++++ TEXT SHOWN

Deck the Halls. DECK THEM!
Faithful readers may recall my previous tales of the types of lawn decorations to which one might be subjected in the suburbs.
Well.
The ghosts came down not two days after Halloween and that same morning, though I was not awake to watch, a large and whimsical inflatable turkey took their place. It took me a day and a half to notice that the thing I sighted from the front window was not still the ghosts and Tigger-vampire. The turkey was up until the weekend after the holiday. We had an empty front lawn until three days ago. Now, when I mused that Christmas might be our landlords' holiday, I had no idea I'd be this right. I now live in a house that proudly displays all of the following, in plushly inflated and glowing nylon and from L to R as one stands on the sidewalk facing the house: a large polar bear in a night cap; a small holiday sleigh piloted by Santa; a (real rotating) carousel with whimsical riders; another festive Tigger and Pooh Bear combo; a second Santa popping from a present (two Santas? Doesn't it freak the children?); a family of snowpersons; and, at the center of it all and blocking my view of the lights across the street, a 15-ft tall snowman (height includes Lincoln-like stovepipe hat, natch...) clutching something that looks like a baseball bat in his airily muscular arms.

++++++++
++++ INFORMATION PROVIDED

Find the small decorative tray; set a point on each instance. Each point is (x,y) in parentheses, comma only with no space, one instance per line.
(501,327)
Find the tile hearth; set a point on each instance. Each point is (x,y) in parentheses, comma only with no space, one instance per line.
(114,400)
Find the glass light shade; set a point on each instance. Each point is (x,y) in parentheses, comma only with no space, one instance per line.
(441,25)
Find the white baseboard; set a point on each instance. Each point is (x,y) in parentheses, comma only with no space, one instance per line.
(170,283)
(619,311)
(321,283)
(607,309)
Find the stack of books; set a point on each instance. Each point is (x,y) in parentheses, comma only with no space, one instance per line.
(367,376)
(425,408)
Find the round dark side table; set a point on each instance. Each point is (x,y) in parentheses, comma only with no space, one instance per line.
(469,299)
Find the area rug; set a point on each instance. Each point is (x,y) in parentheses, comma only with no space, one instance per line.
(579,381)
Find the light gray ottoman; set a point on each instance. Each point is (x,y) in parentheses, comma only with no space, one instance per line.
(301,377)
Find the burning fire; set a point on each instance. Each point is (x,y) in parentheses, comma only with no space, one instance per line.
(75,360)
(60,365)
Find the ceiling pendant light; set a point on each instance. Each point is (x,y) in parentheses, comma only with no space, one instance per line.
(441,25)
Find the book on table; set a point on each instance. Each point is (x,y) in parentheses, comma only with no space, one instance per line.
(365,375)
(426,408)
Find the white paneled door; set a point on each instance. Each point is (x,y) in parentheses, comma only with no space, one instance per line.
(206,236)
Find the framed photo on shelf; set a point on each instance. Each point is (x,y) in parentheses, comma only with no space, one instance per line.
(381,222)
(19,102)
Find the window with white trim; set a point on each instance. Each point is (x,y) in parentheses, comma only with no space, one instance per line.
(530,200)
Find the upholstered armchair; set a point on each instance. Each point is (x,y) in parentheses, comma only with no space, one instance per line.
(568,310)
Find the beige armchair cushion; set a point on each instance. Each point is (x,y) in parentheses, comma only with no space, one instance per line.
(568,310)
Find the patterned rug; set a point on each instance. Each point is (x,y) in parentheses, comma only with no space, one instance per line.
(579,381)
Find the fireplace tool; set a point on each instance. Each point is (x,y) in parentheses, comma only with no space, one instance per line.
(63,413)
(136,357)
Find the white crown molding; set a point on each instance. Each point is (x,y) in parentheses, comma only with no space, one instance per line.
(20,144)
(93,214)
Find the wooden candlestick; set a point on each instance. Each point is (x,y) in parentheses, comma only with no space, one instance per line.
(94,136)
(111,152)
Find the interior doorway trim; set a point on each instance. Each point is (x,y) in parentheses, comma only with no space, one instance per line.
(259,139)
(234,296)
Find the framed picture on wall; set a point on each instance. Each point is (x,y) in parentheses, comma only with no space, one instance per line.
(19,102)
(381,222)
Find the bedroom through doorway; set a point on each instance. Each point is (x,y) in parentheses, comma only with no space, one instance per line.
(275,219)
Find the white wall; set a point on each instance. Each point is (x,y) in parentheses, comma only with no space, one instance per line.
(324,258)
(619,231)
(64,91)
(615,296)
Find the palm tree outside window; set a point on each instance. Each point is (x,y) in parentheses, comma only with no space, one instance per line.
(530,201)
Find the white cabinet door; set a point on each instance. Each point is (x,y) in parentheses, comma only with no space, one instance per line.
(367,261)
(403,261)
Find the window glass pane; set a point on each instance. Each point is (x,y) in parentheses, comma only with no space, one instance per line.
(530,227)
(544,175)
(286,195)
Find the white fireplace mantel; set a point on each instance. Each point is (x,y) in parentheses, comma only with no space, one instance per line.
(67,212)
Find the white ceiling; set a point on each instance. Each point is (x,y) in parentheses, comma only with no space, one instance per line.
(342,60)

++++++++
++++ INFORMATION PROVIDED

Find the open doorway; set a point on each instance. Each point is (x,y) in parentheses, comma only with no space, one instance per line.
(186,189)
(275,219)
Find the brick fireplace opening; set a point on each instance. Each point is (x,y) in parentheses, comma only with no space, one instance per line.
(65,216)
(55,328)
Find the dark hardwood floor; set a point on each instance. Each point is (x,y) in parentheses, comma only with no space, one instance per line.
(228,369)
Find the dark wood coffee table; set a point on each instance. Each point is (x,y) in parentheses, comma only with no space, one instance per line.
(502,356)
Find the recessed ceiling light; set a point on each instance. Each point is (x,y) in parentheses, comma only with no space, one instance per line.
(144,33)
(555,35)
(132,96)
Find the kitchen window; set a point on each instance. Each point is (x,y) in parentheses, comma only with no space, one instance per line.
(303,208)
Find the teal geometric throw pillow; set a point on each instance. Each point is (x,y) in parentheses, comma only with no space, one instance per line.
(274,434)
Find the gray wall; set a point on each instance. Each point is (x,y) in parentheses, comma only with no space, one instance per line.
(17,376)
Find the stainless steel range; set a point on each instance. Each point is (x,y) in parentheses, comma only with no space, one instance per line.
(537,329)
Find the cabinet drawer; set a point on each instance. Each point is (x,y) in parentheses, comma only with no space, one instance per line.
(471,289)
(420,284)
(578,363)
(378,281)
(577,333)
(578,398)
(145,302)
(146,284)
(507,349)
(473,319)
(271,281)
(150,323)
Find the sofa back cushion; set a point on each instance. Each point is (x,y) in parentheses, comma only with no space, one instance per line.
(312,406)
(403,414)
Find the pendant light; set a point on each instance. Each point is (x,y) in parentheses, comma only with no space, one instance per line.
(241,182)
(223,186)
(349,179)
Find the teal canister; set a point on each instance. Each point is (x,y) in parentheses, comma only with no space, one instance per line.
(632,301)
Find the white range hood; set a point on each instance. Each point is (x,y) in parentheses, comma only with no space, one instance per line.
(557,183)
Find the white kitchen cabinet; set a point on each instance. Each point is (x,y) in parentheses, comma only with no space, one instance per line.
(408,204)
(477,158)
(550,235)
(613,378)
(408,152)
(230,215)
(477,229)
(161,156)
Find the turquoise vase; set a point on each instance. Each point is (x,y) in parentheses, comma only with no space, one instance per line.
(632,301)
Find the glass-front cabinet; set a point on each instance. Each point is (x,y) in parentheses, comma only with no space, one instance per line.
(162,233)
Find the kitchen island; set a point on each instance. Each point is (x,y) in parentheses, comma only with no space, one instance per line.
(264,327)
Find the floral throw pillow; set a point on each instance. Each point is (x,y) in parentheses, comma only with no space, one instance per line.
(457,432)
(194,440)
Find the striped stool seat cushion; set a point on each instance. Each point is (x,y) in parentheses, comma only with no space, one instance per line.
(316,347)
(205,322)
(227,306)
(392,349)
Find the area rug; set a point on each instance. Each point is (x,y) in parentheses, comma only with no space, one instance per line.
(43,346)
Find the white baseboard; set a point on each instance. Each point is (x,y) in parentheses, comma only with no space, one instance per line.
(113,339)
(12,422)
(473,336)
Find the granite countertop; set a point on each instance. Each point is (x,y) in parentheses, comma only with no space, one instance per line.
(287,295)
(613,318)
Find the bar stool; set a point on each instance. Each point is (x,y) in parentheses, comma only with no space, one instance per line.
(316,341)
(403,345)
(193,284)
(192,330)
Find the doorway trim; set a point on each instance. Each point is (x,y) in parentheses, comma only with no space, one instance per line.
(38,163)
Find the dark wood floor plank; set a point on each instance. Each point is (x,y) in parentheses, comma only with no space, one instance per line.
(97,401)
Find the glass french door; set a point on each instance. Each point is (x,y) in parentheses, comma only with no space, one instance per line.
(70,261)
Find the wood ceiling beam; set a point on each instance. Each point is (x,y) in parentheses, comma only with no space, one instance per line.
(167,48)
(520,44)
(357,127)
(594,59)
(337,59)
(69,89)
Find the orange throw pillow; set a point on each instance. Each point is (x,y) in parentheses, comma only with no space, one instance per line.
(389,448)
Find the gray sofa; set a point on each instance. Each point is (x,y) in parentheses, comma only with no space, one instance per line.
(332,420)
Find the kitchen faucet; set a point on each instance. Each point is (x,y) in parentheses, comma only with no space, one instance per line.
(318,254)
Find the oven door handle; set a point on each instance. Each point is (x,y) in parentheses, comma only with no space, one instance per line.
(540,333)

++++++++
++++ INFORMATION PROVIDED

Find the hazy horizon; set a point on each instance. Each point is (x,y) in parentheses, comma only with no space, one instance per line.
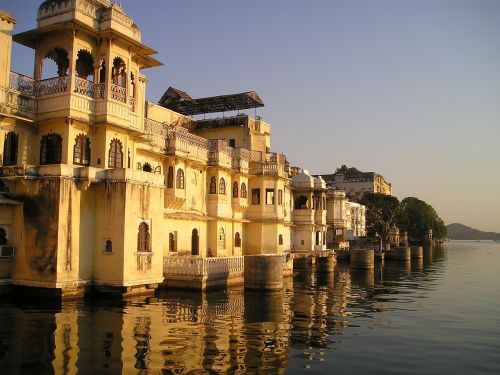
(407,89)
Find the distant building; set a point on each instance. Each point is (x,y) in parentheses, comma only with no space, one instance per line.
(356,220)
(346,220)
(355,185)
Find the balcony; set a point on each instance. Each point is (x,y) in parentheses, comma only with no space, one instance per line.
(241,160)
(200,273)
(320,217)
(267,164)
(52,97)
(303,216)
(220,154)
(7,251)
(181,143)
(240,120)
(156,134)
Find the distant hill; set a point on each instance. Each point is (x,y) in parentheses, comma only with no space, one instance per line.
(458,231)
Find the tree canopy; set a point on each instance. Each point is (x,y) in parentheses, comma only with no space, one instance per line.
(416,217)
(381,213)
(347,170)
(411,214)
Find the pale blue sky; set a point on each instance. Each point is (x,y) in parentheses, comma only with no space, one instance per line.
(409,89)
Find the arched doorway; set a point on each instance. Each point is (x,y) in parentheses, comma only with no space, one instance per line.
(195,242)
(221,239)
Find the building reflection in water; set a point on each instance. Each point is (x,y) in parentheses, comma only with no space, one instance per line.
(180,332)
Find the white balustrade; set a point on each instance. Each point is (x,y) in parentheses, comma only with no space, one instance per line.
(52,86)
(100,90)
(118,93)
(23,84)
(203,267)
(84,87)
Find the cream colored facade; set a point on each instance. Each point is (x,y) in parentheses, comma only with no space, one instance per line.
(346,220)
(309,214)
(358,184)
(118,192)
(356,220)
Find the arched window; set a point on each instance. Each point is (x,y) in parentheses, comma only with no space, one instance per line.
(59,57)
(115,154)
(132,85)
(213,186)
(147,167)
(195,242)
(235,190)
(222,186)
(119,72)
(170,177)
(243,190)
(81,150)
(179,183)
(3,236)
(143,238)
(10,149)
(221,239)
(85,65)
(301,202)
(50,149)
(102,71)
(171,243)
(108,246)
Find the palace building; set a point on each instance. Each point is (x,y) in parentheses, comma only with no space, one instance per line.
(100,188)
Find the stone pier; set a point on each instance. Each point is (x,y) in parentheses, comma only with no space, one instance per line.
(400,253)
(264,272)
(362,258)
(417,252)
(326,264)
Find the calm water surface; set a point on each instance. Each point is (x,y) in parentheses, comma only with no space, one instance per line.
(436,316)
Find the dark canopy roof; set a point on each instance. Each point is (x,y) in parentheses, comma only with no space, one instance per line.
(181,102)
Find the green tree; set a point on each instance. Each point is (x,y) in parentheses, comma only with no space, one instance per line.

++++++++

* WHAT YOU HAVE TO DO:
Please copy the lawn decorations post starting at "Deck the Halls." and ending at "in the suburbs.", renaming "lawn decorations" to "yard decorations" throughout. The items are separate material and have no connection to the text.

* EXERCISE ANSWER:
Deck the Halls. DECK THEM!
Faithful readers may recall my previous tales of the types of yard decorations to which one might be subjected in the suburbs.